> **Required task**
Find each line in the records that contains the string "wave" and copy it.
Start of Data excerpts
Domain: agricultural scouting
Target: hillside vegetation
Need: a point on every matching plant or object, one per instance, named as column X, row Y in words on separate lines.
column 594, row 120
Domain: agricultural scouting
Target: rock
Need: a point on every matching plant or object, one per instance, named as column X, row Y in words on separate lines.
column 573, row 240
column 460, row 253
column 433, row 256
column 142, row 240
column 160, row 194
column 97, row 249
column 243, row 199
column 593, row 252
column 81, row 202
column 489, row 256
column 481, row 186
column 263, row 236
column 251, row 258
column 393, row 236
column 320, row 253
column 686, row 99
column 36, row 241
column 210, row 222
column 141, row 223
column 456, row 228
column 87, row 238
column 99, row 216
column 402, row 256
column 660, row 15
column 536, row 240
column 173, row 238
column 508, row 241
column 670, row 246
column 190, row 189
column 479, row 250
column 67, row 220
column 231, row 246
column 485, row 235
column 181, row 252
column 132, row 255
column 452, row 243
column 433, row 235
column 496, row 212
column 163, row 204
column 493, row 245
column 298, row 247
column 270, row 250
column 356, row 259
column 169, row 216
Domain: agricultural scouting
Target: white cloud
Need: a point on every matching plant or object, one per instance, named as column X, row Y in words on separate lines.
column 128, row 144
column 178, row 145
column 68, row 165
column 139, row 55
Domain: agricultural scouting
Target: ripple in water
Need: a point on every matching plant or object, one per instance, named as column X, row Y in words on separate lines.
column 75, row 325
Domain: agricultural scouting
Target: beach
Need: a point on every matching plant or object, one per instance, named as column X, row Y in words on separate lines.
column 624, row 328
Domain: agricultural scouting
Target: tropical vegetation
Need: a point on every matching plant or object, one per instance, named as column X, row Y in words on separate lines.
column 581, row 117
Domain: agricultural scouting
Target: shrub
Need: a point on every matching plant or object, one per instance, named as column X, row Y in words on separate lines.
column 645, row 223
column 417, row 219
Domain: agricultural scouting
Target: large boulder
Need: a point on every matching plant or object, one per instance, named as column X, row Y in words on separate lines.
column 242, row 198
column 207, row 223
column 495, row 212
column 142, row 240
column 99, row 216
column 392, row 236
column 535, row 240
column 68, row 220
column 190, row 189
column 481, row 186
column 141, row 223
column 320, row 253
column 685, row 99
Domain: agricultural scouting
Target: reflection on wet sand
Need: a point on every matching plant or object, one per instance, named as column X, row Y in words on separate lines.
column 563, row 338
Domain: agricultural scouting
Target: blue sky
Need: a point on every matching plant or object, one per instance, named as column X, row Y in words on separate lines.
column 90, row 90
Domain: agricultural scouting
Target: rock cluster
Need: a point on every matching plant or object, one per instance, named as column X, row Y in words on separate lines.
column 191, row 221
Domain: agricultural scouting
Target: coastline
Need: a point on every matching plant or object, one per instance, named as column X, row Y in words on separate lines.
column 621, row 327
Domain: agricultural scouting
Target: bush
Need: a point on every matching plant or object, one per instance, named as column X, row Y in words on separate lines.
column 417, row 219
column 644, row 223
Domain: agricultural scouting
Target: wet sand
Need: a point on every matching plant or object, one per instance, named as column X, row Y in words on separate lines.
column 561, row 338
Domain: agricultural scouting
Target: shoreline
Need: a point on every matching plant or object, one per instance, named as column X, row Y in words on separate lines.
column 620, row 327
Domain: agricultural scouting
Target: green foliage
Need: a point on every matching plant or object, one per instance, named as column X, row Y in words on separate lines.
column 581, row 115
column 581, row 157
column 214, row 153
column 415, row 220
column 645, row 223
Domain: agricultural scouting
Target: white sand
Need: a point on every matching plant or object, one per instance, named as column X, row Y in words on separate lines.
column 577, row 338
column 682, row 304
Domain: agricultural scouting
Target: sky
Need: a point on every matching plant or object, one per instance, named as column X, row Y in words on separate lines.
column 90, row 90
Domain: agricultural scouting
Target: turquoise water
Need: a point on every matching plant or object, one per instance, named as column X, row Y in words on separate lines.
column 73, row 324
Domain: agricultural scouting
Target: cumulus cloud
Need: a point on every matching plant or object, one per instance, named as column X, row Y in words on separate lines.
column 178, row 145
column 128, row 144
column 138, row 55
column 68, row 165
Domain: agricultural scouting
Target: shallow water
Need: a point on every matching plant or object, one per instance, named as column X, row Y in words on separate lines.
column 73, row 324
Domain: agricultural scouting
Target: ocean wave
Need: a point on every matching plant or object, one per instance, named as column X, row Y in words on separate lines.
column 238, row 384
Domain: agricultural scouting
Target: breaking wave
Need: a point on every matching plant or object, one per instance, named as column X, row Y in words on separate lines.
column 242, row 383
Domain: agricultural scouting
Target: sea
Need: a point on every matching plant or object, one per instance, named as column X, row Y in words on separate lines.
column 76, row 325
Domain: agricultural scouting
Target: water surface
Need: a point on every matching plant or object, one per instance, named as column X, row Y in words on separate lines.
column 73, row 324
End of Data excerpts
> **Task output**
Target: ocean wave
Target: breaking wave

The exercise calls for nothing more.